---------- Data extracts

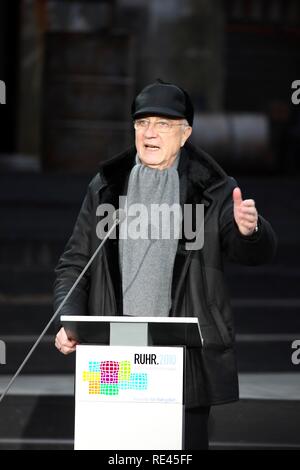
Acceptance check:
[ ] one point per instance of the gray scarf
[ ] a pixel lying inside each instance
(147, 264)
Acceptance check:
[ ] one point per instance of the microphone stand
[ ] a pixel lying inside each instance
(119, 216)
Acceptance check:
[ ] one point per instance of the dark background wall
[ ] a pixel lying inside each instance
(71, 69)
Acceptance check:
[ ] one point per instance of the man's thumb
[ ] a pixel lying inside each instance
(237, 196)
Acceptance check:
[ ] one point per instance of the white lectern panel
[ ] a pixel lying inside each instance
(128, 397)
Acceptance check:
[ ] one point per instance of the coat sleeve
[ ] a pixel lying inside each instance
(256, 249)
(71, 263)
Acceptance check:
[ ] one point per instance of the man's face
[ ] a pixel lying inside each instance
(159, 139)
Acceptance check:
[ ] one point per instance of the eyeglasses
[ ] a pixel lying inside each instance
(159, 126)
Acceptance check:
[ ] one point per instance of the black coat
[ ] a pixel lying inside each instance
(198, 285)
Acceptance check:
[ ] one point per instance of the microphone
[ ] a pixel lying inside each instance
(118, 217)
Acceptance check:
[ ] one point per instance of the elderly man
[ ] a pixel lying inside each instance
(131, 277)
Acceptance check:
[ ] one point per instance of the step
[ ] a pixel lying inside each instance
(266, 417)
(20, 280)
(267, 316)
(265, 353)
(263, 281)
(46, 359)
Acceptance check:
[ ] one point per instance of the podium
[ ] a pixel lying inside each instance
(129, 387)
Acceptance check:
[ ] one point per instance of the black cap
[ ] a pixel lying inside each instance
(163, 99)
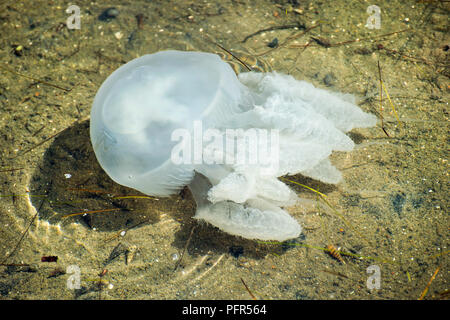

--------------------

What is expected ▸
Your response should be the lines of the entries above that include the string "coat".

Task result ▸
[ ] one point per instance of the coat sleeve
[ ] one point per instance of the black coat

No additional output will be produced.